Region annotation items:
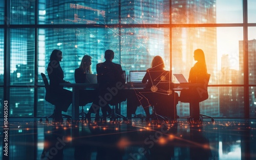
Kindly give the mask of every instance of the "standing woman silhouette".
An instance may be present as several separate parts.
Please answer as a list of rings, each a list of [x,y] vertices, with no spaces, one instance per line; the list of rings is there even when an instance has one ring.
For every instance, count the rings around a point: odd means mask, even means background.
[[[47,67],[50,92],[53,96],[52,98],[58,104],[55,105],[54,113],[54,119],[57,121],[61,120],[61,111],[66,112],[72,102],[72,92],[63,89],[63,86],[59,85],[60,83],[70,83],[63,79],[64,72],[59,63],[62,59],[62,51],[58,49],[53,50]]]
[[[201,49],[194,51],[194,58],[197,62],[191,68],[188,77],[188,82],[194,84],[201,84],[204,85],[207,75],[206,64],[204,53]],[[191,90],[191,92],[197,92],[196,89]],[[194,121],[198,121],[200,119],[200,99],[198,94],[191,93],[191,99],[189,102],[190,114]]]

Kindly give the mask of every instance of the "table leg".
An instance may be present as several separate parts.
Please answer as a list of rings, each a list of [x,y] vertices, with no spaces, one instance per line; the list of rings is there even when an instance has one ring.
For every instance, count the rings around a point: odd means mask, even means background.
[[[72,119],[75,121],[78,121],[79,120],[79,90],[78,88],[76,88],[76,87],[73,87],[72,89]]]

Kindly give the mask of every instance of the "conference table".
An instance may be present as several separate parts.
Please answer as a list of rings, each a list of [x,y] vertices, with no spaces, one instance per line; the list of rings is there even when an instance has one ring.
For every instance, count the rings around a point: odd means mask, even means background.
[[[61,83],[60,84],[65,87],[72,88],[73,93],[73,99],[72,104],[72,119],[73,120],[79,120],[79,91],[81,90],[97,90],[99,88],[98,84],[90,83]],[[193,85],[195,85],[194,84]],[[174,84],[173,90],[180,91],[182,89],[188,88],[191,86],[191,84]],[[138,102],[134,102],[135,98],[137,98],[136,94],[136,92],[142,91],[145,86],[142,84],[126,84],[124,85],[125,94],[127,96],[127,118],[129,120],[132,119],[132,115],[134,113],[133,109],[135,109],[136,105],[139,104]],[[129,96],[128,96],[129,95]],[[136,106],[136,107],[137,107]]]

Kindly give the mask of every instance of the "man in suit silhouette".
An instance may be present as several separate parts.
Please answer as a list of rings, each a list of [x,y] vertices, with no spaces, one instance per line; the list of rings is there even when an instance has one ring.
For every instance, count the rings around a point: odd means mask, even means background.
[[[126,99],[122,93],[125,77],[120,64],[112,62],[114,53],[112,50],[105,51],[105,62],[97,64],[96,70],[99,86],[99,104],[103,116],[111,113],[109,104],[116,104]]]

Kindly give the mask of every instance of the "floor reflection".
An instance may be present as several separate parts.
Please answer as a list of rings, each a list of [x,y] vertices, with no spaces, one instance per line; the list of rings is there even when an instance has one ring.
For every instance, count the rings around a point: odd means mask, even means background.
[[[185,119],[161,124],[138,120],[55,125],[20,119],[9,123],[10,159],[256,159],[255,119],[205,120],[200,125]]]

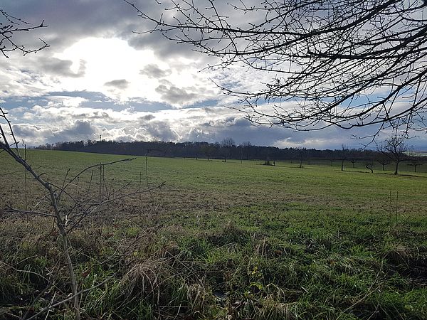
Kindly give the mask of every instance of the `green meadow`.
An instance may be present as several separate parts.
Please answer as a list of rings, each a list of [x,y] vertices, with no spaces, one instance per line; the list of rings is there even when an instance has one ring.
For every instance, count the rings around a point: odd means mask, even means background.
[[[27,158],[61,186],[128,156]],[[83,318],[427,319],[426,170],[263,163],[138,156],[82,174],[75,197],[150,189],[70,233]],[[30,317],[67,297],[68,274],[52,218],[9,210],[48,213],[46,193],[4,152],[0,168],[0,319]]]

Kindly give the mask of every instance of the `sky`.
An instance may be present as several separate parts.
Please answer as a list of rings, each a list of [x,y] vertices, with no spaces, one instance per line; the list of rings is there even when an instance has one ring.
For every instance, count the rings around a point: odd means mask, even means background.
[[[135,1],[160,14],[155,0]],[[221,142],[278,147],[359,148],[376,128],[330,127],[299,132],[254,126],[233,109],[238,101],[217,84],[258,89],[272,77],[231,66],[211,70],[211,57],[164,39],[135,33],[152,26],[122,0],[4,0],[0,9],[46,28],[19,35],[28,48],[49,47],[25,56],[0,57],[0,104],[28,146],[63,141]],[[1,21],[3,22],[3,21]],[[383,132],[378,139],[385,139]],[[382,135],[382,137],[381,137]],[[427,149],[427,134],[410,140]]]

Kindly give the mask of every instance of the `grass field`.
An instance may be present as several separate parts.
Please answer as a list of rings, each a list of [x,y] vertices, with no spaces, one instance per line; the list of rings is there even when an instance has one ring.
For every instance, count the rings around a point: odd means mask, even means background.
[[[58,185],[68,169],[124,158],[28,157]],[[106,167],[105,192],[165,184],[70,234],[79,289],[102,283],[83,295],[83,317],[427,319],[426,173],[261,163],[137,157]],[[0,318],[18,319],[63,299],[69,284],[52,218],[1,209],[48,212],[43,190],[28,181],[26,201],[23,169],[4,154],[0,166]]]

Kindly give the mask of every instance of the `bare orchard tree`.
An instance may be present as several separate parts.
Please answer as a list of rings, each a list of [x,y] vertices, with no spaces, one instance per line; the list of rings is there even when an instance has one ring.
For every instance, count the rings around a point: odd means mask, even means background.
[[[386,166],[387,164],[390,164],[391,161],[389,156],[386,156],[383,153],[380,153],[376,157],[376,162],[382,166],[382,171],[384,171],[386,169]]]
[[[31,165],[27,161],[25,156],[21,154],[21,151],[19,149],[19,142],[16,139],[14,133],[13,127],[11,122],[7,117],[7,113],[0,107],[0,152],[5,152],[7,155],[11,157],[15,161],[23,167],[26,172],[32,176],[34,180],[41,186],[46,191],[46,196],[43,198],[48,199],[48,206],[51,208],[49,210],[44,210],[42,208],[37,210],[36,208],[29,210],[21,210],[17,208],[9,206],[7,208],[7,211],[16,213],[22,213],[25,215],[38,215],[44,217],[51,217],[55,221],[55,225],[58,228],[62,240],[62,250],[65,257],[65,262],[70,277],[70,282],[71,284],[71,292],[68,298],[64,300],[57,302],[56,304],[49,304],[43,308],[35,315],[28,319],[35,319],[41,314],[50,310],[54,306],[61,304],[66,303],[69,301],[73,302],[73,309],[75,315],[75,319],[80,319],[80,297],[83,293],[88,291],[88,289],[78,291],[78,284],[76,279],[75,273],[71,256],[70,255],[70,242],[68,240],[69,234],[79,226],[84,225],[84,220],[95,213],[100,211],[106,205],[115,203],[116,201],[134,195],[140,195],[144,192],[151,192],[157,188],[163,186],[163,183],[157,187],[149,188],[145,190],[141,189],[141,184],[137,190],[127,191],[127,187],[130,185],[130,183],[123,186],[117,190],[113,190],[108,188],[105,182],[105,166],[110,166],[119,162],[129,161],[134,160],[135,158],[124,159],[115,161],[108,163],[100,163],[93,166],[88,166],[80,171],[74,176],[68,176],[68,172],[63,179],[62,185],[55,184],[44,178],[43,174],[36,172],[36,170],[33,169]],[[93,177],[93,169],[99,170],[99,193],[96,191],[96,196],[90,198],[90,195],[93,194],[93,191],[90,189]],[[79,178],[83,176],[84,173],[90,172],[90,181],[88,186],[78,186]],[[80,191],[77,193],[73,192],[73,188],[76,188]],[[70,190],[71,189],[71,190]],[[84,192],[82,193],[81,191]],[[41,203],[38,201],[38,203]],[[94,288],[97,286],[95,286]],[[25,317],[24,317],[25,318]]]
[[[233,151],[233,148],[236,146],[236,142],[234,142],[234,139],[233,138],[230,138],[228,137],[223,139],[221,141],[221,146],[224,150],[223,156],[225,162],[227,156],[229,159],[231,159],[231,152]]]
[[[48,46],[48,44],[41,39],[40,39],[41,42],[40,46],[28,48],[23,44],[15,41],[14,36],[46,26],[44,21],[40,24],[31,24],[0,9],[0,52],[4,57],[9,58],[9,53],[12,51],[19,51],[23,55],[26,55],[43,49]]]
[[[223,87],[255,124],[425,128],[425,0],[165,0],[159,16],[125,1],[149,31],[219,57],[214,67],[266,73],[259,90]]]
[[[398,174],[399,164],[407,158],[406,152],[408,151],[408,147],[406,139],[406,137],[400,136],[395,132],[378,146],[379,152],[396,164],[394,174]]]
[[[421,156],[411,156],[408,160],[408,166],[413,166],[414,172],[416,172],[417,166],[422,166],[425,163],[425,159],[423,159]]]

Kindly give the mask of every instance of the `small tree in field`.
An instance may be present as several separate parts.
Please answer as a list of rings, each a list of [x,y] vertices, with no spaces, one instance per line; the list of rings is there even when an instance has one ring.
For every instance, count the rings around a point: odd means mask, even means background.
[[[389,139],[379,145],[378,151],[396,164],[394,174],[399,173],[399,164],[406,159],[406,152],[408,147],[406,144],[406,137],[394,133]]]
[[[408,166],[413,166],[413,171],[416,172],[416,167],[424,164],[424,161],[421,157],[419,156],[411,156],[409,159],[409,163]]]

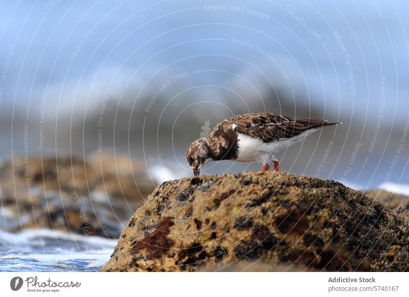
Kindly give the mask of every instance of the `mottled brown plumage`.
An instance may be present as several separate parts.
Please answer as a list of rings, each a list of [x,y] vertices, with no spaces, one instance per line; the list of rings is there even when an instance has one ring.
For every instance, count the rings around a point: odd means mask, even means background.
[[[199,174],[200,167],[207,162],[220,160],[259,161],[264,170],[268,170],[271,162],[278,171],[275,153],[300,141],[309,130],[338,123],[340,123],[294,119],[270,112],[236,115],[217,124],[207,136],[194,141],[186,152],[186,160],[195,175]]]
[[[232,130],[251,137],[260,138],[263,142],[271,142],[281,138],[291,138],[311,129],[328,127],[338,123],[329,123],[328,120],[294,119],[271,112],[257,112],[236,115],[221,121],[210,132],[214,137]]]

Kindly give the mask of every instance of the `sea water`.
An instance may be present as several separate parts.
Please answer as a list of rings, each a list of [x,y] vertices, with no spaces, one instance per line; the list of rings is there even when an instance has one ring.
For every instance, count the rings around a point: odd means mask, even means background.
[[[98,271],[116,242],[51,229],[0,231],[0,271]]]

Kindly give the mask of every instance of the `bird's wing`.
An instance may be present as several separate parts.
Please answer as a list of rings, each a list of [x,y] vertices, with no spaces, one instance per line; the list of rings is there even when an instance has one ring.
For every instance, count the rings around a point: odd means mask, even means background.
[[[219,133],[236,131],[251,137],[271,142],[282,138],[289,138],[311,129],[334,125],[327,120],[296,120],[269,112],[248,113],[230,117],[220,122],[210,133],[216,136]]]

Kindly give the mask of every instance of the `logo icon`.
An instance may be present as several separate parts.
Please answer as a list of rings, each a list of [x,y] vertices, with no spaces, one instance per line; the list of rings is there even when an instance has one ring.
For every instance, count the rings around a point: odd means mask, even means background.
[[[15,277],[10,281],[10,287],[13,291],[18,291],[22,286],[22,279],[20,277]]]

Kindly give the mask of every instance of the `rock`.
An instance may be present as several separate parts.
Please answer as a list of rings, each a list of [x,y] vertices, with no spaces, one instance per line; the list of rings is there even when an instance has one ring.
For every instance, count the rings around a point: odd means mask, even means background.
[[[101,270],[407,271],[408,241],[407,218],[338,182],[216,175],[157,187]]]
[[[0,228],[52,228],[116,238],[153,186],[129,158],[16,158],[0,167]]]

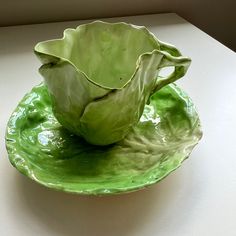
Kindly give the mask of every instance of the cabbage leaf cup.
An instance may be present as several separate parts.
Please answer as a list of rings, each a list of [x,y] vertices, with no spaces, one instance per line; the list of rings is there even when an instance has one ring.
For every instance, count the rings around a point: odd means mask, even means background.
[[[59,123],[94,145],[118,142],[143,114],[151,95],[184,76],[190,58],[145,27],[95,21],[38,43],[52,109]],[[164,67],[173,66],[167,77]]]

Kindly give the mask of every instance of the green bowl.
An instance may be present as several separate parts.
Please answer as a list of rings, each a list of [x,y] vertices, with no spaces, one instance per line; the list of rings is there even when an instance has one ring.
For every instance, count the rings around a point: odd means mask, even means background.
[[[191,99],[175,84],[152,95],[140,122],[109,146],[94,146],[55,119],[44,84],[25,95],[8,122],[10,162],[49,188],[91,195],[131,192],[178,168],[202,136]]]

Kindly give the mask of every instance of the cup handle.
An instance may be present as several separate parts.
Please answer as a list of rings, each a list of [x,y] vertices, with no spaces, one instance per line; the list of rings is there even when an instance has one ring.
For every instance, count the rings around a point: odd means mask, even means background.
[[[183,77],[188,70],[191,59],[181,55],[179,50],[172,45],[160,42],[160,51],[162,60],[158,66],[158,70],[168,66],[174,66],[174,71],[167,77],[157,77],[153,93],[164,87],[169,83],[173,83],[179,78]]]

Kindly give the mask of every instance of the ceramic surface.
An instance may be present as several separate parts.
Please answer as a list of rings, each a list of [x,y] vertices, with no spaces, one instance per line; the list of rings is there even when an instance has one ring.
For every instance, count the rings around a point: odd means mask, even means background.
[[[190,64],[145,27],[101,21],[66,29],[62,39],[38,43],[35,53],[55,117],[96,145],[122,140],[150,95],[182,77]],[[157,77],[168,66],[174,72]]]
[[[94,146],[55,119],[43,84],[19,103],[6,132],[9,159],[22,174],[57,190],[106,195],[154,184],[178,168],[202,136],[190,98],[176,85],[162,88],[126,138]]]

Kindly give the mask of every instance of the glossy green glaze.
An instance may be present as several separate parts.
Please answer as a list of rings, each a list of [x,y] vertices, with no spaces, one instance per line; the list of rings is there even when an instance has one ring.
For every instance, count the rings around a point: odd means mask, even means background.
[[[145,27],[95,21],[35,46],[57,120],[96,145],[122,140],[151,94],[182,77],[190,64]],[[163,67],[174,66],[156,79]],[[122,111],[122,112],[121,112]]]
[[[109,146],[93,146],[55,119],[43,84],[19,103],[6,132],[9,159],[21,173],[50,188],[105,195],[154,184],[189,156],[202,136],[189,97],[176,85],[155,93],[137,126]]]

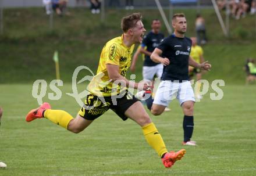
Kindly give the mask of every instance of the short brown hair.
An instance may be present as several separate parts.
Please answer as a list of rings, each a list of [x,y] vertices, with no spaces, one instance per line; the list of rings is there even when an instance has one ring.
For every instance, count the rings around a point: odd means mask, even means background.
[[[123,17],[121,21],[121,28],[124,33],[129,28],[135,27],[137,22],[141,20],[142,16],[140,13],[134,13]]]
[[[184,13],[175,13],[172,16],[172,20],[176,20],[177,17],[185,17],[185,15]]]

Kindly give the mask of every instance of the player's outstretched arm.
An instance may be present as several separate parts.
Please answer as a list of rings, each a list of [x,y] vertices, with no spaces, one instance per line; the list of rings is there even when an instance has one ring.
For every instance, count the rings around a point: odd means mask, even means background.
[[[166,66],[170,64],[170,60],[168,58],[163,58],[160,56],[162,52],[163,52],[162,50],[157,48],[155,48],[152,53],[151,55],[150,56],[150,59],[151,59],[152,60],[153,60],[153,62],[155,63],[161,63],[163,65]]]
[[[195,68],[209,71],[211,70],[212,66],[209,63],[208,63],[208,61],[205,61],[200,64],[196,62],[191,56],[189,56],[189,64]]]
[[[146,90],[148,88],[147,84],[138,84],[134,81],[130,81],[119,73],[119,66],[112,64],[106,64],[106,70],[109,78],[113,82],[125,85],[126,87],[133,88],[141,90]]]

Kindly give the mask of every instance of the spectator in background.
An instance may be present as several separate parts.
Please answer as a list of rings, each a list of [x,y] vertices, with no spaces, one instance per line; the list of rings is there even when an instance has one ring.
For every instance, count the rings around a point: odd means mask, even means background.
[[[236,18],[237,12],[239,8],[239,0],[231,0],[229,2],[232,17]]]
[[[244,70],[247,74],[246,84],[251,83],[256,80],[256,67],[254,60],[251,58],[247,59],[244,66]]]
[[[205,21],[200,14],[197,14],[195,19],[195,31],[197,43],[202,45],[205,44],[207,42]]]
[[[52,9],[59,15],[69,15],[67,11],[67,3],[68,0],[52,0]]]
[[[90,0],[91,2],[91,10],[93,14],[101,12],[101,2],[98,0]]]
[[[226,8],[227,0],[218,0],[216,3],[219,10],[224,10]]]
[[[119,0],[110,0],[108,6],[110,7],[120,7]]]
[[[126,10],[133,10],[134,9],[134,7],[133,6],[133,0],[125,1],[125,9]]]
[[[47,15],[51,13],[51,0],[42,0],[42,4],[45,6],[45,12]]]

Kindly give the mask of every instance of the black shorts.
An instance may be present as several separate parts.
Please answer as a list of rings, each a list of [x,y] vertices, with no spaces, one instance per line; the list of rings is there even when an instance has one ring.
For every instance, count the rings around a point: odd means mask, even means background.
[[[81,108],[79,114],[86,120],[94,120],[111,109],[123,120],[126,120],[128,117],[125,112],[137,101],[138,100],[133,95],[127,92],[103,97],[89,94],[86,96],[84,106]]]

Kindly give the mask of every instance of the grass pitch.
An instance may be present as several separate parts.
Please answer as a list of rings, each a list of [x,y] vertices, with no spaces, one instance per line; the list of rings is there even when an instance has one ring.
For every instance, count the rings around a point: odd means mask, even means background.
[[[46,119],[28,123],[26,114],[37,106],[32,84],[0,85],[0,160],[8,165],[0,175],[255,175],[255,85],[222,88],[221,100],[211,100],[208,94],[196,103],[196,147],[181,145],[183,115],[176,100],[171,112],[150,115],[169,150],[187,150],[166,169],[131,120],[123,122],[109,110],[79,134]],[[71,89],[64,84],[60,100],[44,100],[75,116],[79,107],[65,94]]]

§ Directive
Copy word for word the part of the items that opens with the line containing "Kindly give the mask of every instance of the black" and closes with the last line of the items.

§ Answer
Kindly give the mask of every instance of the black shorts.
An instance may be present as several separate parts.
Please answer as a list of rings, each a list of [x,y] vertices, with no spaces, one instance per line; the list of rings is there even when an instance has one ring.
For every instance, count the rings around a point: odd means mask, even means background.
[[[81,108],[79,114],[86,120],[94,120],[111,109],[123,120],[126,120],[128,117],[125,112],[137,101],[138,100],[133,95],[127,92],[103,97],[89,94],[86,96],[84,106]]]

Kindly give the mask of every instance of the grass pitch.
An instance may be present as several separate parts.
Please answer as a list of rings, each a list of [x,y] vertices, with no spaces, one instance per line; the list of rings is there even when an instance has one ring.
For every instance, count the rings around a point: odd means mask, even means background.
[[[46,119],[28,123],[26,114],[37,106],[32,84],[0,85],[0,160],[8,165],[0,175],[255,175],[255,85],[222,88],[221,100],[211,100],[208,94],[196,103],[196,147],[181,145],[183,115],[176,100],[171,112],[150,115],[169,150],[187,150],[166,169],[131,120],[123,122],[109,110],[79,134]],[[71,89],[64,84],[60,100],[44,100],[75,116],[79,107],[65,94]]]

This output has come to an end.